-------- Passage to read --------

Arrow-right Camera
The Spokesman-Review Newspaper
Spokane, Washington  Est. May 19, 1883

Gun laws, murder rates linked

Study finds states with lax control lead in handgun fatalities, cop killings

By Cheryl W. Thompson Washington Post

WASHINGTON – States with lax gun laws had higher rates of handgun killings, fatal shootings of police officers, and sales of weapons that were used in crimes in other states, according to a study underwritten by a group of more than 300 U.S. mayors.

The report, which was obtained by the Washington Post, found that 10 states, including Virginia, supplied 57 percent of the guns that were recovered in crimes in other states in 2007. The 38-page report is based on an analysis of annual crime-gun data compiled by the Bureau of Alcohol, Tobacco, Firearms and Explosives. The analysis tracks guns used in crimes back to the retailers that first sold them.

Virginia ranked sixth last year as a supplier of out-of-state crime guns per 100,000 inhabitants. West Virginia topped the list, according to the study by Mayors Against Illegal Guns, a bipartisan coalition headed by New York Independent Mayor Michael Bloomberg and Boston Democratic Mayor Thomas Menino.

“It’s only a small group of states responsible for interstate gun trafficking,” said John Feinblatt, criminal justice coordinator for New York City. “Not only do their guns victimize people from out of state, they have higher gun-violence rates themselves.”

The report examined how guns travel from the legal market to the black market and into criminals’ hands, as well as the relationship between a state’s gun laws and the probability that it will be a source of guns recovered in out-of-state crimes.

--------

▶ [Work instruction]
Carry the article about state gun laws and out-of-state crime guns further, beginning right after its final sentence. The lines after this point come from an unrelated source.

-------- Extracted data --------

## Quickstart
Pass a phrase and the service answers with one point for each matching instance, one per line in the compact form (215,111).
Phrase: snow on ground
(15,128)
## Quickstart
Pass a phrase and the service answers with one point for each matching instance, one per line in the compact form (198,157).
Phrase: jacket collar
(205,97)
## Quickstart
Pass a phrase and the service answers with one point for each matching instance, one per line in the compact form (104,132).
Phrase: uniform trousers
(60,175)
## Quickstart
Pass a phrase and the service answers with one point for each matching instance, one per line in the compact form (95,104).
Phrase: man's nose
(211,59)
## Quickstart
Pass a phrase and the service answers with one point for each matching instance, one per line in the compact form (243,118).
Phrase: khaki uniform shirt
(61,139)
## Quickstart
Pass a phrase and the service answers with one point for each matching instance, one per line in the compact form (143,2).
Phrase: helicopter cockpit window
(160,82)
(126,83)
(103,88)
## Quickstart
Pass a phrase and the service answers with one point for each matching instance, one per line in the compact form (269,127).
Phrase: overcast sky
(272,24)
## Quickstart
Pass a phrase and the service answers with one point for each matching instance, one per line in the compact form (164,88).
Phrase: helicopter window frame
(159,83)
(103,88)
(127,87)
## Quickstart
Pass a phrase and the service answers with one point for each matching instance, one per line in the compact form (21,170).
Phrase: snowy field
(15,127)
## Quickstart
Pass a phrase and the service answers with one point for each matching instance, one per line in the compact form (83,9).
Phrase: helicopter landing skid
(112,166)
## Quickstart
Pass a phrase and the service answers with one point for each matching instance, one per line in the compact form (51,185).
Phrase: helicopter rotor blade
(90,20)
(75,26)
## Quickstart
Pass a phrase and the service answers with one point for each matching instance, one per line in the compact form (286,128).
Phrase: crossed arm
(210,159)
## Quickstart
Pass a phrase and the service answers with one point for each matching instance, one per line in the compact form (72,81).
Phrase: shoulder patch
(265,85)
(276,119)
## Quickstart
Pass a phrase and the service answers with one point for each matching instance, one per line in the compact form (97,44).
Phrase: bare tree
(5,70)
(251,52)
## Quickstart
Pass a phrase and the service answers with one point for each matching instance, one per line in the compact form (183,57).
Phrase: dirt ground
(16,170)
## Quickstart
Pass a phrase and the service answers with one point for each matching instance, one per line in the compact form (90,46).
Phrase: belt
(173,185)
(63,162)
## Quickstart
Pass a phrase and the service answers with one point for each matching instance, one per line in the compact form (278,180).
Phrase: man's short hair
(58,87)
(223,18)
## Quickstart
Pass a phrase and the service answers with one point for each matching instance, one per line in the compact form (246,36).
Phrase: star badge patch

--------

▶ [Output of the exercise]
“Many law enforcement officials have long maintained that a pattern of illegal gun trafficking exists between states,” the report says.

“This report confirms these accounts, suggesting there is an interstate illegal gun market driven, at least in part, by the relative ease of access to guns in particular states.”

The study, which will be released this month, found:

•The 10 states with the highest crime-gun export rates had nearly 60 percent more gun homicides than the 10 states with the lowest rates. The high-export states also had nearly three times as many fatal shootings of police officers.

•States requiring background checks for handgun sales at gun shows have an export rate nearly half the national average. None of the 10 highest export states, including Virginia, requires the checks, according to the report.

•States requiring gun buyers to get a purchase permit have a lower export rate.

•States requiring gun owners to report their weapons lost or stolen to law enforcement authorities export crime guns at less than one-third the rate of states that do not mandate reporting. Seven states have such a requirement.